## Data extracts
[Start of section]

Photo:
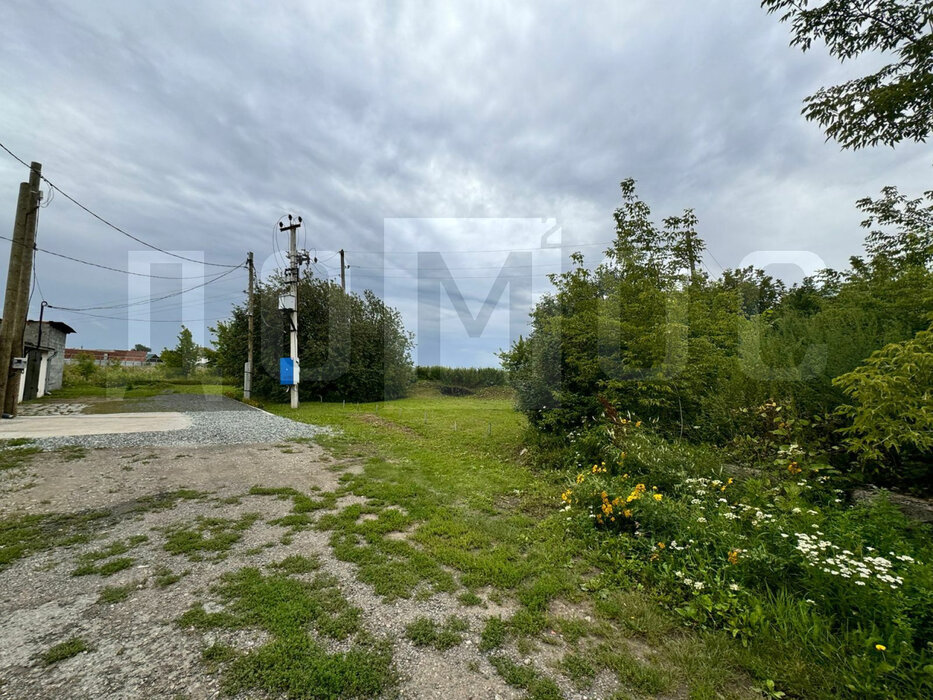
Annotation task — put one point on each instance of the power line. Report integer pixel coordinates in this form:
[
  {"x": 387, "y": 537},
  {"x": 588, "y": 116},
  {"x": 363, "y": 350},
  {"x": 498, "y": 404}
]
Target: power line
[
  {"x": 148, "y": 320},
  {"x": 105, "y": 267},
  {"x": 147, "y": 300},
  {"x": 492, "y": 250},
  {"x": 105, "y": 221}
]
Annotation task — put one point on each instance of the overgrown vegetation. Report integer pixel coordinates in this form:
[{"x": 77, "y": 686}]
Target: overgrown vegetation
[
  {"x": 353, "y": 347},
  {"x": 697, "y": 358},
  {"x": 717, "y": 429},
  {"x": 64, "y": 650},
  {"x": 293, "y": 664},
  {"x": 205, "y": 535}
]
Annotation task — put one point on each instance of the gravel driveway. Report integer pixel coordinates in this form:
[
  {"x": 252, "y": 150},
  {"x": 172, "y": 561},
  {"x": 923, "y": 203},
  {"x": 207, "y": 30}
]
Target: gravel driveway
[{"x": 215, "y": 420}]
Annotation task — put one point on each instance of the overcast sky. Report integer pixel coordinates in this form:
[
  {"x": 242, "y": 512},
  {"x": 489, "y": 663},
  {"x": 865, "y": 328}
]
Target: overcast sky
[{"x": 406, "y": 127}]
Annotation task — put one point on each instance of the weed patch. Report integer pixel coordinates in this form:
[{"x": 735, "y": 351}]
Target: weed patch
[
  {"x": 537, "y": 686},
  {"x": 116, "y": 594},
  {"x": 297, "y": 564},
  {"x": 88, "y": 562},
  {"x": 293, "y": 663},
  {"x": 207, "y": 535},
  {"x": 165, "y": 577},
  {"x": 71, "y": 453},
  {"x": 24, "y": 535},
  {"x": 426, "y": 632},
  {"x": 16, "y": 455}
]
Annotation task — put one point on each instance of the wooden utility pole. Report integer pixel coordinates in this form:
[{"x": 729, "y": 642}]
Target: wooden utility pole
[
  {"x": 291, "y": 277},
  {"x": 343, "y": 272},
  {"x": 25, "y": 277},
  {"x": 10, "y": 299},
  {"x": 248, "y": 374}
]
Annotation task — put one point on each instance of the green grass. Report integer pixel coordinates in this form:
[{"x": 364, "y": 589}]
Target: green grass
[
  {"x": 71, "y": 453},
  {"x": 21, "y": 536},
  {"x": 297, "y": 564},
  {"x": 537, "y": 687},
  {"x": 88, "y": 563},
  {"x": 426, "y": 632},
  {"x": 495, "y": 632},
  {"x": 165, "y": 577},
  {"x": 116, "y": 594},
  {"x": 448, "y": 472},
  {"x": 65, "y": 650},
  {"x": 17, "y": 452},
  {"x": 292, "y": 663},
  {"x": 207, "y": 536}
]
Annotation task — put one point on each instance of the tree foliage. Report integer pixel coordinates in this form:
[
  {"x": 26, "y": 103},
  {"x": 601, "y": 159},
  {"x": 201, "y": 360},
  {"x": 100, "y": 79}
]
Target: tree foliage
[
  {"x": 891, "y": 412},
  {"x": 697, "y": 357},
  {"x": 890, "y": 105},
  {"x": 351, "y": 347},
  {"x": 184, "y": 358}
]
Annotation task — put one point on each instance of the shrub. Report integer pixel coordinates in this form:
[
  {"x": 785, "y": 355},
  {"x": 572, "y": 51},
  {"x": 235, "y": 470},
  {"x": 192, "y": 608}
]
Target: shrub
[
  {"x": 891, "y": 394},
  {"x": 352, "y": 347},
  {"x": 773, "y": 553}
]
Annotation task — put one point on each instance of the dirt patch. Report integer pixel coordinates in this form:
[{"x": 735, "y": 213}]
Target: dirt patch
[
  {"x": 105, "y": 478},
  {"x": 135, "y": 646}
]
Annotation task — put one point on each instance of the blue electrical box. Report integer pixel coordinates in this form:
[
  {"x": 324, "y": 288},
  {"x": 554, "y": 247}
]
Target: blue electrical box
[{"x": 287, "y": 373}]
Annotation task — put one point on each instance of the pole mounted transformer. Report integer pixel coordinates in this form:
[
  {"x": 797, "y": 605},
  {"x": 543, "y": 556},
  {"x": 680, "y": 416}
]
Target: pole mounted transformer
[{"x": 289, "y": 371}]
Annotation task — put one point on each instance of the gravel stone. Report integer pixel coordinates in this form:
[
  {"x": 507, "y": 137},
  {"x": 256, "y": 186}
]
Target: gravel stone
[{"x": 207, "y": 428}]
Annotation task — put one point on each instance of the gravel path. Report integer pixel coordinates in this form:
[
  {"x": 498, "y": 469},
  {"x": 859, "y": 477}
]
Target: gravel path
[{"x": 215, "y": 420}]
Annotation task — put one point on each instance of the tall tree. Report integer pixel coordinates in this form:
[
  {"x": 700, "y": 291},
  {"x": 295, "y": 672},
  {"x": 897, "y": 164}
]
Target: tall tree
[
  {"x": 891, "y": 105},
  {"x": 186, "y": 354}
]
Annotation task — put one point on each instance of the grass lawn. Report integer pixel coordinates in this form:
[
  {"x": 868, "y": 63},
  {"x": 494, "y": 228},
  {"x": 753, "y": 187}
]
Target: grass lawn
[{"x": 449, "y": 471}]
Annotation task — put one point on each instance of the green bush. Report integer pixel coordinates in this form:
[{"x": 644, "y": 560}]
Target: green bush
[
  {"x": 697, "y": 358},
  {"x": 892, "y": 403},
  {"x": 466, "y": 377},
  {"x": 351, "y": 347},
  {"x": 773, "y": 553}
]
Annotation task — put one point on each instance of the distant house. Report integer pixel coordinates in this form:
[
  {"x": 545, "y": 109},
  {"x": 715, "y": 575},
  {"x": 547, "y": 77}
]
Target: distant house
[
  {"x": 126, "y": 358},
  {"x": 45, "y": 352}
]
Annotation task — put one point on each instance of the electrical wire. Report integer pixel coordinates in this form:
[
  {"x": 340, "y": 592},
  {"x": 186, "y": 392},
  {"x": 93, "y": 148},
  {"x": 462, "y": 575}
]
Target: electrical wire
[
  {"x": 149, "y": 320},
  {"x": 105, "y": 221},
  {"x": 143, "y": 301},
  {"x": 103, "y": 267},
  {"x": 470, "y": 252}
]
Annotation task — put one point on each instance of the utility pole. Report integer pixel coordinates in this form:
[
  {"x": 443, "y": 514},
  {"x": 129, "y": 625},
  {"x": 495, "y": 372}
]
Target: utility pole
[
  {"x": 343, "y": 272},
  {"x": 25, "y": 276},
  {"x": 10, "y": 299},
  {"x": 291, "y": 277},
  {"x": 248, "y": 374}
]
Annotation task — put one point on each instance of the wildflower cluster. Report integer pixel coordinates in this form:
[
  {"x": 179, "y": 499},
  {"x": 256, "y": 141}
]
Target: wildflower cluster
[{"x": 831, "y": 559}]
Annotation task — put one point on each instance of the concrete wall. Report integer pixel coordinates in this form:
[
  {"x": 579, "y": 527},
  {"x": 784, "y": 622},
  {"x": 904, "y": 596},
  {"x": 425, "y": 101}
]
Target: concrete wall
[{"x": 53, "y": 339}]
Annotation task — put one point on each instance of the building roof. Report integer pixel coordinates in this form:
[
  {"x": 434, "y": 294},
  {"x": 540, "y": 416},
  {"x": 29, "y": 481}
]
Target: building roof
[
  {"x": 57, "y": 325},
  {"x": 121, "y": 355}
]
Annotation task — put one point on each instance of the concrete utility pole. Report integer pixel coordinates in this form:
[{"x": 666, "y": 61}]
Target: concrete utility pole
[
  {"x": 248, "y": 374},
  {"x": 343, "y": 272},
  {"x": 25, "y": 276},
  {"x": 291, "y": 277},
  {"x": 10, "y": 299}
]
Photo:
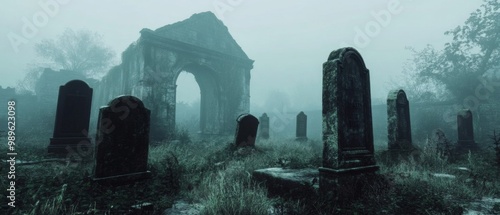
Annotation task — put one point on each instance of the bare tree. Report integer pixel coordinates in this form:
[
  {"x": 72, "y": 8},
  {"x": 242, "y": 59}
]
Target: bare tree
[{"x": 81, "y": 51}]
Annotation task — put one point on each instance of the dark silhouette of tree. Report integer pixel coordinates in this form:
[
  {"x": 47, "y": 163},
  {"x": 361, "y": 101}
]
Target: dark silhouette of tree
[
  {"x": 81, "y": 51},
  {"x": 468, "y": 65}
]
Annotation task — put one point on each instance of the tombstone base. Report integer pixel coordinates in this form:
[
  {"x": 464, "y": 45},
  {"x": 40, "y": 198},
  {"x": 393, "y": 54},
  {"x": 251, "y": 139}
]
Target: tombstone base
[
  {"x": 345, "y": 185},
  {"x": 301, "y": 139},
  {"x": 65, "y": 145},
  {"x": 123, "y": 179}
]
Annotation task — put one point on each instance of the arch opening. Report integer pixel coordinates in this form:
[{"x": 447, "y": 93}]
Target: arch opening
[
  {"x": 187, "y": 111},
  {"x": 208, "y": 104}
]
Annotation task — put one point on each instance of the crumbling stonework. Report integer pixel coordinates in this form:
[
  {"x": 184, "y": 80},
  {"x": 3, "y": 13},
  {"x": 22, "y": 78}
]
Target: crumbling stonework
[{"x": 200, "y": 45}]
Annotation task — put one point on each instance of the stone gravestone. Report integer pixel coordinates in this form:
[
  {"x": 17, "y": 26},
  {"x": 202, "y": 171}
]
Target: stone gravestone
[
  {"x": 301, "y": 127},
  {"x": 246, "y": 130},
  {"x": 264, "y": 126},
  {"x": 122, "y": 142},
  {"x": 348, "y": 151},
  {"x": 465, "y": 130},
  {"x": 440, "y": 142},
  {"x": 72, "y": 118},
  {"x": 398, "y": 121}
]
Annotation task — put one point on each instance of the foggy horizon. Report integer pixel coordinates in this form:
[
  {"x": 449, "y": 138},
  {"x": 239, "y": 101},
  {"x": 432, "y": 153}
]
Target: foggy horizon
[{"x": 289, "y": 42}]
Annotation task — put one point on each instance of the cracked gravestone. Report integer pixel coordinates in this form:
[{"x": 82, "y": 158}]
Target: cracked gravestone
[
  {"x": 72, "y": 118},
  {"x": 465, "y": 130},
  {"x": 122, "y": 142},
  {"x": 264, "y": 126},
  {"x": 301, "y": 127},
  {"x": 246, "y": 130},
  {"x": 398, "y": 124},
  {"x": 348, "y": 151}
]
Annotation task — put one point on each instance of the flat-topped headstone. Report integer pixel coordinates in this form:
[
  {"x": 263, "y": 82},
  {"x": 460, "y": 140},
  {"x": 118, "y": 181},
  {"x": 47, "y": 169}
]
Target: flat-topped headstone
[
  {"x": 465, "y": 129},
  {"x": 246, "y": 130},
  {"x": 398, "y": 121},
  {"x": 72, "y": 118},
  {"x": 301, "y": 127},
  {"x": 122, "y": 142},
  {"x": 264, "y": 126}
]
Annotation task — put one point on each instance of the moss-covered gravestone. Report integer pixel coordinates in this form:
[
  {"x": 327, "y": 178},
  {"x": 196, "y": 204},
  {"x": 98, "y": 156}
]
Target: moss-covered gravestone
[
  {"x": 301, "y": 127},
  {"x": 398, "y": 122},
  {"x": 348, "y": 152},
  {"x": 72, "y": 118},
  {"x": 122, "y": 142},
  {"x": 246, "y": 130},
  {"x": 264, "y": 126},
  {"x": 465, "y": 129}
]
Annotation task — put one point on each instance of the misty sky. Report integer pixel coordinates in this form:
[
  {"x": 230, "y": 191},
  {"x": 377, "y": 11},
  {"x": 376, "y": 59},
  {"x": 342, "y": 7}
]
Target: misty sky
[{"x": 289, "y": 40}]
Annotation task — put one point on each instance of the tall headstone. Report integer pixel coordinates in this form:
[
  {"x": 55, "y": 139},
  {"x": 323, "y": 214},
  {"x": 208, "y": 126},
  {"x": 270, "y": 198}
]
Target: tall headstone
[
  {"x": 398, "y": 121},
  {"x": 72, "y": 118},
  {"x": 301, "y": 127},
  {"x": 264, "y": 126},
  {"x": 122, "y": 142},
  {"x": 465, "y": 131},
  {"x": 246, "y": 130},
  {"x": 348, "y": 151}
]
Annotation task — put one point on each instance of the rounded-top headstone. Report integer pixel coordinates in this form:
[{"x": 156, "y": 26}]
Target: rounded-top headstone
[{"x": 246, "y": 130}]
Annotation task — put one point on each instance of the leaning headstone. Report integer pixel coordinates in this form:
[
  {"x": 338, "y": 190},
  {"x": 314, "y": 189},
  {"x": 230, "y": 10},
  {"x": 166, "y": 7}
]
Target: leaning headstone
[
  {"x": 72, "y": 118},
  {"x": 398, "y": 121},
  {"x": 301, "y": 127},
  {"x": 122, "y": 142},
  {"x": 246, "y": 130},
  {"x": 465, "y": 131},
  {"x": 264, "y": 126},
  {"x": 441, "y": 143},
  {"x": 348, "y": 151}
]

[End of section]

## Exercise aim
The lines to return run from the one containing "of the rounded-top" through the last line of the records above. Give them exactly and include nothing more.

## Solution below
Annotation task — put one point on each instance of the rounded-top headstone. Report integer pixel coordinates in this form:
[{"x": 156, "y": 26}]
Target: rounded-top headstone
[{"x": 246, "y": 130}]
Annotation task — put one point on each instance of the leaning headstone. Report integer pixel coordinates in this form:
[
  {"x": 338, "y": 190},
  {"x": 314, "y": 189},
  {"x": 230, "y": 10},
  {"x": 166, "y": 7}
]
Target: leaning headstone
[
  {"x": 72, "y": 118},
  {"x": 398, "y": 121},
  {"x": 301, "y": 127},
  {"x": 122, "y": 142},
  {"x": 246, "y": 130},
  {"x": 465, "y": 131},
  {"x": 264, "y": 126},
  {"x": 441, "y": 143},
  {"x": 348, "y": 151}
]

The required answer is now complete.